- What you need to do -
Reprint the entire listing exactly.
----
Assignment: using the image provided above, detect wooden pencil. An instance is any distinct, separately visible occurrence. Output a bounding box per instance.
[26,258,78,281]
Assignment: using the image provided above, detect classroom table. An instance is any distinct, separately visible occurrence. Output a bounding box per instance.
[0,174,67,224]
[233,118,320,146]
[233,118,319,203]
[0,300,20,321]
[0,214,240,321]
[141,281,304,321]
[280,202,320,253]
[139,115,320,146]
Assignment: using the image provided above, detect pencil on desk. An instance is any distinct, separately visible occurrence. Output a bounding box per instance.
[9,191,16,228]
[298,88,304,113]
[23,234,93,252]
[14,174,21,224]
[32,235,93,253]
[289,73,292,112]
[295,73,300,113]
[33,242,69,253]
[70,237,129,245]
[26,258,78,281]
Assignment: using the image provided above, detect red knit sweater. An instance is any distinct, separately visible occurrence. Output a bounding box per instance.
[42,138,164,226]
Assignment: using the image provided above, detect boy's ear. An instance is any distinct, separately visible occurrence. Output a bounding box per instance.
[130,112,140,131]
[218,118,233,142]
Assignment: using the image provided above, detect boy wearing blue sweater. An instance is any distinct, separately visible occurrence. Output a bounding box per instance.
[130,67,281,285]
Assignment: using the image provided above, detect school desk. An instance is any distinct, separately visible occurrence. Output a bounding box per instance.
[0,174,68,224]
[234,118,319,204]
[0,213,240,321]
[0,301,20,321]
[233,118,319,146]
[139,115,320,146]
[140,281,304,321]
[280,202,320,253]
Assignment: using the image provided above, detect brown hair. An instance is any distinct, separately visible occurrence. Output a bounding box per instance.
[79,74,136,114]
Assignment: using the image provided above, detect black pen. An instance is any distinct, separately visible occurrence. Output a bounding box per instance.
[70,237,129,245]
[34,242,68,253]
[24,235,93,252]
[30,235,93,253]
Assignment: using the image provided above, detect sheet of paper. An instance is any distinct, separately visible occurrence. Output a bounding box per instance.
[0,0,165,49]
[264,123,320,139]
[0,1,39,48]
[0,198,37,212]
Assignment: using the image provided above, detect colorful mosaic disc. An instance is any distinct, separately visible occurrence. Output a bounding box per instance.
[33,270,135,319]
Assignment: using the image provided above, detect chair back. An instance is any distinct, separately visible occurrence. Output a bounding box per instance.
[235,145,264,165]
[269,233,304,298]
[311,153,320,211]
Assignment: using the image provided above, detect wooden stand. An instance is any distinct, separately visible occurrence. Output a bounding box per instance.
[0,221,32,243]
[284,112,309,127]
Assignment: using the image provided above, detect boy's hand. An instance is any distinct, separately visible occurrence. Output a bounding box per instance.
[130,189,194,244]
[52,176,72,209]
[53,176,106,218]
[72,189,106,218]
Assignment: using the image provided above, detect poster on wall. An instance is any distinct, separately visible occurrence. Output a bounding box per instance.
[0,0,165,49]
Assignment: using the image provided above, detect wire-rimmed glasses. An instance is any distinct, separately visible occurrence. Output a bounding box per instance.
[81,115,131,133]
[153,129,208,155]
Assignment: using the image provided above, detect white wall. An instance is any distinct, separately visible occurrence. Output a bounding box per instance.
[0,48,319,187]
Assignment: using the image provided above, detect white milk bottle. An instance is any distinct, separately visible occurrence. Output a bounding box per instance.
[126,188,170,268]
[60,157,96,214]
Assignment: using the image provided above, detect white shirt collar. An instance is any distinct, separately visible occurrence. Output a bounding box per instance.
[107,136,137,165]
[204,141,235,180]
----
- Your solution -
Assignment: using the image provided above, detect wooden pencil. An instance is any distinct, separately visible occurrence. Output a bounding box per instance.
[26,258,78,281]
Assignment: using the image provided above, detect classroom table. An instance is any distinct, separately visible occurrence. Output a bounding box per instance.
[0,174,67,224]
[233,118,320,146]
[233,118,319,203]
[0,300,20,321]
[0,214,240,321]
[141,281,304,321]
[280,202,320,253]
[139,115,320,146]
Assignment: using the image provided above, detect pencil on desk. An instance is any distinct, separately visible occurrence. Output a bounding box per instance.
[9,191,16,228]
[298,88,304,113]
[23,234,93,252]
[14,174,21,224]
[32,235,93,253]
[289,73,292,112]
[295,73,300,113]
[33,242,69,253]
[70,237,129,245]
[26,258,78,281]
Assignment: using the image provided above, detect red knit sweater. An instance is any distinct, separately visible occurrence. Output a bounding box per instance.
[42,138,164,226]
Assignment: using the image provided above, detect boy's ear. An instance is any distinct, separately visible occurrence. Output a bounding box per instance.
[130,112,140,131]
[218,118,233,142]
Assignment: using the image provided above, detect boy wearing blue sweater. An instance is any distinct, separately visible occurrence. Output a bounding box per instance.
[130,67,281,285]
Assignment: using the image provided above, detect school desk. An instance is any distinct, separately visible occurrence. Output a bounding box per instance.
[0,174,68,224]
[234,118,319,204]
[0,213,240,321]
[0,301,20,321]
[233,118,319,146]
[139,115,320,146]
[140,281,304,321]
[280,202,320,253]
Assignment: using the image provided above, detect brown hair. An instance is any distinct, separately visible occurrence. Output a bounding box per instance.
[79,74,136,114]
Assignment: using the image provided above, detect black pen. An instance is any distinct, separately visible occurrence. Output a bounding box per instance.
[70,237,129,245]
[34,242,68,253]
[24,235,93,252]
[30,235,93,253]
Assignment: using the image provided above, detect sheet of paper. An instance is any distinct, separately visible occurrence. Output a bounding box per instance.
[0,0,165,49]
[264,123,320,139]
[0,1,39,48]
[0,198,37,212]
Assignment: using the image provided above, detect colorful mosaic disc. An instance is any distinct, separately visible occurrence. Output a bounding box per instance.
[33,270,135,319]
Assignment: using the image provided above, detect chair back. An instance is any distinct, separately visible occurrence. Output a bounding box per instance.
[235,145,264,165]
[269,233,304,298]
[311,153,320,211]
Assignment: using the image provided above, detect wooden stand. An instance is any distinct, separately visible occurrence. Output a bounding box per instance.
[0,221,32,243]
[284,112,309,127]
Assignment: using the image provided above, detect boy's hand. An instance is any distinct, separately visible occurrence. Output a bounding box per instance.
[130,189,194,244]
[52,176,72,209]
[53,176,106,218]
[72,189,106,218]
Assignment: using the image provided above, detect poster on wall. An instance is any distinct, separately visible occurrence. Output a bounding box per instance.
[0,0,165,49]
Assignment: using the image provided above, detect wire-rimmed glasses. An instance is any distinct, separately visible occurrence. Output a bounding box per instance.
[81,115,131,133]
[153,129,208,155]
Assignment: using the image provided above, detect white wall. An instance is any distinct, separately visible occurrence. Output a bounding box per instance.
[0,48,319,187]
Assignment: using the image provided above, detect white milk bottle. An instance is any distinct, separately visible occurrence. Output a bounding box per instance.
[126,188,170,268]
[60,157,96,214]
Assignment: using the image provided above, detect white shirt collar. An instance is any distinct, separately visible occurrence. Output a bounding box per instance.
[107,136,137,165]
[204,141,235,180]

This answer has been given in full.